HOW TO COMPLETE THIS TASK:
Wherever the string "deer" turns up in the data, copy the whole line.

** SUPPLIED INFORMATION follows **

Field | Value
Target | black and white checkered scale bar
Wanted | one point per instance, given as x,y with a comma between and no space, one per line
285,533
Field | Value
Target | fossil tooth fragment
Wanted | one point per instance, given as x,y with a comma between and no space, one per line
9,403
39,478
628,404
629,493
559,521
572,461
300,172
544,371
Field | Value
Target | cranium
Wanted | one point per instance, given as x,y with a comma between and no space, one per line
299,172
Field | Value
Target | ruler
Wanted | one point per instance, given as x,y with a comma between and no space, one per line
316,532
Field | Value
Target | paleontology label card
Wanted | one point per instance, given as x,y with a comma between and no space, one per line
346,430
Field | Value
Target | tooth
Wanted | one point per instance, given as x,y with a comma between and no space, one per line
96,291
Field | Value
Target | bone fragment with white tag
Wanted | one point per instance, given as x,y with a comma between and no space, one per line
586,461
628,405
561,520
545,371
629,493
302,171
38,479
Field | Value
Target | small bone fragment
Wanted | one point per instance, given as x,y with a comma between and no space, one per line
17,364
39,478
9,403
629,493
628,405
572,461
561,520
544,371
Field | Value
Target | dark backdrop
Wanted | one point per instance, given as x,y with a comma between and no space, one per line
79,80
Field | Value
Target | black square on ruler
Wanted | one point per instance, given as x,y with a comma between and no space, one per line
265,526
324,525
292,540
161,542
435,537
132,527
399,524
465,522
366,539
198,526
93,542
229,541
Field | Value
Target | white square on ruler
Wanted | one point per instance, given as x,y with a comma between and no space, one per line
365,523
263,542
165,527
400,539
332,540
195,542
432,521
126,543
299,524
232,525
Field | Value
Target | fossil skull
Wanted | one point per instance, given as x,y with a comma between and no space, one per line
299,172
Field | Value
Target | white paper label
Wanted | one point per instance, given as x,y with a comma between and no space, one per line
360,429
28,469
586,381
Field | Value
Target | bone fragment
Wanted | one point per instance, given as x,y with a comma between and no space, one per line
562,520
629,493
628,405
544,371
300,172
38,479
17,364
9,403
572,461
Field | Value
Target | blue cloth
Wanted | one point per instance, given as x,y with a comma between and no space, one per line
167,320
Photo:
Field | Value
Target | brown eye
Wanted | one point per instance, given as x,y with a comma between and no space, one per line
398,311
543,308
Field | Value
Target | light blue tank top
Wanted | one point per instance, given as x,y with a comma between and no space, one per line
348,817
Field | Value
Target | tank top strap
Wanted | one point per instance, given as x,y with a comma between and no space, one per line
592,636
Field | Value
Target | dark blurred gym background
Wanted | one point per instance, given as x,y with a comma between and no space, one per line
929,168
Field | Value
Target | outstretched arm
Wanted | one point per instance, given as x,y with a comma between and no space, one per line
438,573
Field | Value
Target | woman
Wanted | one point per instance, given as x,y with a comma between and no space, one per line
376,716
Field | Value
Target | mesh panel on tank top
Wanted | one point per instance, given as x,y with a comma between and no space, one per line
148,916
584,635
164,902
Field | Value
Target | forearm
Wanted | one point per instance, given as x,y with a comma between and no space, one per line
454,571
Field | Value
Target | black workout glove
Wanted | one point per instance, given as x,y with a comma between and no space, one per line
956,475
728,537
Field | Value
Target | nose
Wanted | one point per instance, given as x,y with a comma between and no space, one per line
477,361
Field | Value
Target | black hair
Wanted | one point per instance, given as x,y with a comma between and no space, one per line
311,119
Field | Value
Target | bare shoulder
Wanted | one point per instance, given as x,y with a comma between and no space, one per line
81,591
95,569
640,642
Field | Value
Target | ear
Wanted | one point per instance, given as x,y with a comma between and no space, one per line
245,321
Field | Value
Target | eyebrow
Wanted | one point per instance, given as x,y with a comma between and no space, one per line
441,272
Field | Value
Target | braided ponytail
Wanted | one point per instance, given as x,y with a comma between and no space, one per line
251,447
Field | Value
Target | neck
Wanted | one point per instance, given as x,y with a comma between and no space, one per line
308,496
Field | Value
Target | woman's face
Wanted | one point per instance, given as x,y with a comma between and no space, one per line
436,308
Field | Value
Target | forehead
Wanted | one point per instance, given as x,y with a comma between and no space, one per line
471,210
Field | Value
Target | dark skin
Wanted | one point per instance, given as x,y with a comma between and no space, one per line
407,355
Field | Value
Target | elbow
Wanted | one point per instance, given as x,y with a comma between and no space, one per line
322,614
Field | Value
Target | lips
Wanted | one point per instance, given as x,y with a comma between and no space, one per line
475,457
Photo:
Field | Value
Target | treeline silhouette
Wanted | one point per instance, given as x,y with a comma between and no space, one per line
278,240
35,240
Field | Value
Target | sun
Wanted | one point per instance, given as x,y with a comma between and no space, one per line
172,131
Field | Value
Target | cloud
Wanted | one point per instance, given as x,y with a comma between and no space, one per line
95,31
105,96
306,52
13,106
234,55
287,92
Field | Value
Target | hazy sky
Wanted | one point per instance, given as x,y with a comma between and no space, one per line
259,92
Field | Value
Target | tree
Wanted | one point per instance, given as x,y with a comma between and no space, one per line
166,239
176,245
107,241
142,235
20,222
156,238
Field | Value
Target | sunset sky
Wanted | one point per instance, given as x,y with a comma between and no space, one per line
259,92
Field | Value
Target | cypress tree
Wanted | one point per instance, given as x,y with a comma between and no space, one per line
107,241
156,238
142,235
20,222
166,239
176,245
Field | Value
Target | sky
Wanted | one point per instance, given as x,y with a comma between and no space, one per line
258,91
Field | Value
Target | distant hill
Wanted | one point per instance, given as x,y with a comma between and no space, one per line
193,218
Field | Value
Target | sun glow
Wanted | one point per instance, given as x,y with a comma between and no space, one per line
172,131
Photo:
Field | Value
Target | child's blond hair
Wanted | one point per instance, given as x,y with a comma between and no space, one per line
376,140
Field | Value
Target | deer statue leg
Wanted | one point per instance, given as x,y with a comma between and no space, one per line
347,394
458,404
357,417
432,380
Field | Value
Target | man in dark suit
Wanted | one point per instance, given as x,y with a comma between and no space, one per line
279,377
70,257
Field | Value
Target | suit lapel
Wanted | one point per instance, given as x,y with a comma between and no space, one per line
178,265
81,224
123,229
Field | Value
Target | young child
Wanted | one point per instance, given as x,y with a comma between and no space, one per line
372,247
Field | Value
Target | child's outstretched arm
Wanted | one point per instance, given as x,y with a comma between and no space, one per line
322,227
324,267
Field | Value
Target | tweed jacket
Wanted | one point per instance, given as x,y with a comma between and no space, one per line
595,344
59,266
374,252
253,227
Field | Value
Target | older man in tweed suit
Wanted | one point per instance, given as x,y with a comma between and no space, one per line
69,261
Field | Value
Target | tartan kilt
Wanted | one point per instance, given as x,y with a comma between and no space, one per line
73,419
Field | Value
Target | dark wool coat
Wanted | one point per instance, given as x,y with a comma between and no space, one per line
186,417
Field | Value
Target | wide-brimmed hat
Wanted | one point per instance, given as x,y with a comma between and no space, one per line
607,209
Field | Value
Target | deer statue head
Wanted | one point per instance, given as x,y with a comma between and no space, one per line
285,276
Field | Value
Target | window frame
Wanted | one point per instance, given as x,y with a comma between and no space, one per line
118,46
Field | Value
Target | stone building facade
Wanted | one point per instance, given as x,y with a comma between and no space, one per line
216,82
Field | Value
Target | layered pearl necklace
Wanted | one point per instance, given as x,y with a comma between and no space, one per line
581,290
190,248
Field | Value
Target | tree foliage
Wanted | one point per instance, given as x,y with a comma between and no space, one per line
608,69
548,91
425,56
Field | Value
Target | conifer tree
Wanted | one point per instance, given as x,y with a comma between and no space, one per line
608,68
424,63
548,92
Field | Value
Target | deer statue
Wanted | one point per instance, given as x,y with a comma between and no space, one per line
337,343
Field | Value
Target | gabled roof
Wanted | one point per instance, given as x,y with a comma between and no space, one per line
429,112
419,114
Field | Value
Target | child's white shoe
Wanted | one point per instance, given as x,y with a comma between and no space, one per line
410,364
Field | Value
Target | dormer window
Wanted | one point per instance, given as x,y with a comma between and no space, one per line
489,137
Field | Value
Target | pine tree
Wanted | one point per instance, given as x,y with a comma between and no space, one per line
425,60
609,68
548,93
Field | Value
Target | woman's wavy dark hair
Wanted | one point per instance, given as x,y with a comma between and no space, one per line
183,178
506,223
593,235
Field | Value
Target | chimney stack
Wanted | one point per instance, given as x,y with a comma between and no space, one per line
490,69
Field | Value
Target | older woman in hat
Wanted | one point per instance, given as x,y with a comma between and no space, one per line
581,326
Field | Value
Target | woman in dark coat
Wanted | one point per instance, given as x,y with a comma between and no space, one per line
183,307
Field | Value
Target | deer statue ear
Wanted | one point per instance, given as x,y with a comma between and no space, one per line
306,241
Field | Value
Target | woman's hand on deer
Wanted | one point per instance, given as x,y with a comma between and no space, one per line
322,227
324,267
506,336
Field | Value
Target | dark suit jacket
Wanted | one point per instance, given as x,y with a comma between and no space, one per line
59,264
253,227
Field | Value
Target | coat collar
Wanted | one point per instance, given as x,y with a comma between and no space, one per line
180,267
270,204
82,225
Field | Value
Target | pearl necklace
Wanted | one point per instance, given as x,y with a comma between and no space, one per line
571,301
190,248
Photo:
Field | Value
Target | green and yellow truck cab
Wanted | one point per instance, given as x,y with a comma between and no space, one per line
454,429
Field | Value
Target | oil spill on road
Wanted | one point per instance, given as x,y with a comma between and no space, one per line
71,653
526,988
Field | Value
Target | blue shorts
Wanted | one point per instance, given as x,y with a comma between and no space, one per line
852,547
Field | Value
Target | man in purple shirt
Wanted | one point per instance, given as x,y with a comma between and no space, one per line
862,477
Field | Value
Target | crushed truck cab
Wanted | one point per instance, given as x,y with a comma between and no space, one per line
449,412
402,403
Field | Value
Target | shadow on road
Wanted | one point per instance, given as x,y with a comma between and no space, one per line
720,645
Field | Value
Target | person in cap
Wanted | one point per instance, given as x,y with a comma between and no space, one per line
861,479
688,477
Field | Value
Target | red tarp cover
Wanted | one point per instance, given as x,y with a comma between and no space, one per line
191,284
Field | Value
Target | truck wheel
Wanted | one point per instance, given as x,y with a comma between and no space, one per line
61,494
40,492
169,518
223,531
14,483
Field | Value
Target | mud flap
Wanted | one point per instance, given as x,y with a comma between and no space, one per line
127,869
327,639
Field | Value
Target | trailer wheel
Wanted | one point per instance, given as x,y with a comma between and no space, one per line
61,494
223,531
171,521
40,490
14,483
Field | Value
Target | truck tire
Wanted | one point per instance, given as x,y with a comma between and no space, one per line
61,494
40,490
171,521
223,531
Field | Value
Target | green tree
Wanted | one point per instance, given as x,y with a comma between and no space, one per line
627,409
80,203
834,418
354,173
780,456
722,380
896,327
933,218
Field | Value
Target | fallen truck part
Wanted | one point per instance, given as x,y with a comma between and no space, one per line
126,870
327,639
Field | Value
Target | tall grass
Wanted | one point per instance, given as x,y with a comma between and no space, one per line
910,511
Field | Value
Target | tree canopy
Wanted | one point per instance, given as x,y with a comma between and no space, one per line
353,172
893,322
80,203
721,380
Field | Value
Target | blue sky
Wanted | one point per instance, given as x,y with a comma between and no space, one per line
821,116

** End of SUPPLIED INFORMATION **

TASK RESPONSE:
Target | deer statue leg
Target | deer statue head
Target | deer statue
Target | deer statue ear
Target | woman's hand on deer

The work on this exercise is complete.